Problem: Print the entries below word for word; the pictures stay out of your copy.

Excerpted data:
"""
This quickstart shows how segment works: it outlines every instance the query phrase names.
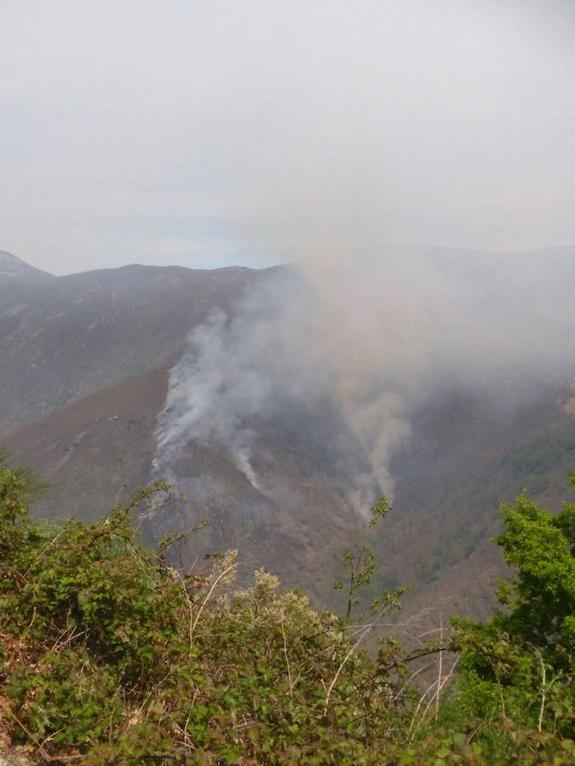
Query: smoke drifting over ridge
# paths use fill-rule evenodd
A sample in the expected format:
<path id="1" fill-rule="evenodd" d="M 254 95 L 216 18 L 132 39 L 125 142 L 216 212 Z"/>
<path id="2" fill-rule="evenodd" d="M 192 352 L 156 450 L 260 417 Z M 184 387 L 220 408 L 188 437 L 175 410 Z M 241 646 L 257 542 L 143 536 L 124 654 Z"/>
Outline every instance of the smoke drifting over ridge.
<path id="1" fill-rule="evenodd" d="M 328 400 L 366 458 L 367 472 L 347 471 L 348 500 L 366 511 L 378 491 L 393 496 L 390 459 L 433 397 L 464 387 L 512 406 L 565 382 L 574 278 L 575 250 L 310 248 L 233 317 L 216 312 L 193 333 L 171 374 L 156 469 L 189 442 L 213 444 L 260 490 L 258 422 Z"/>
<path id="2" fill-rule="evenodd" d="M 202 204 L 225 212 L 254 259 L 290 266 L 193 334 L 156 467 L 189 442 L 214 444 L 265 492 L 262 423 L 327 401 L 338 469 L 364 510 L 380 489 L 393 495 L 391 458 L 434 397 L 464 387 L 511 406 L 570 374 L 573 250 L 397 243 L 564 241 L 575 59 L 561 30 L 575 16 L 566 3 L 282 8 L 258 6 L 264 43 L 256 34 L 233 58 L 189 144 L 214 187 Z"/>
"""
Result for this exercise:
This quickstart shows how segment works: it outlines every instance the query phrase names.
Query: smoke drifting over ridge
# paths use fill-rule evenodd
A sample in the expected format:
<path id="1" fill-rule="evenodd" d="M 254 95 L 216 18 L 132 39 L 125 142 L 216 212 Z"/>
<path id="2" fill-rule="evenodd" d="M 192 352 L 156 450 L 260 417 Z M 184 387 L 220 408 L 188 437 L 175 410 Z M 241 646 L 257 542 L 143 536 L 124 654 Z"/>
Outline every instance of the smoke drifting over ridge.
<path id="1" fill-rule="evenodd" d="M 328 400 L 366 458 L 367 472 L 347 471 L 348 500 L 366 511 L 378 491 L 393 496 L 390 459 L 433 397 L 464 387 L 512 406 L 565 382 L 574 278 L 575 250 L 310 248 L 233 317 L 216 312 L 193 333 L 171 374 L 156 469 L 189 442 L 213 444 L 260 490 L 258 422 Z"/>
<path id="2" fill-rule="evenodd" d="M 202 204 L 225 212 L 254 259 L 290 266 L 193 334 L 156 467 L 189 442 L 214 444 L 265 492 L 262 423 L 327 401 L 338 469 L 364 510 L 380 489 L 393 495 L 391 458 L 434 397 L 464 387 L 511 406 L 570 374 L 573 250 L 397 243 L 564 241 L 575 59 L 561 30 L 575 16 L 566 3 L 282 8 L 258 6 L 264 43 L 256 34 L 233 58 L 189 144 L 214 187 Z"/>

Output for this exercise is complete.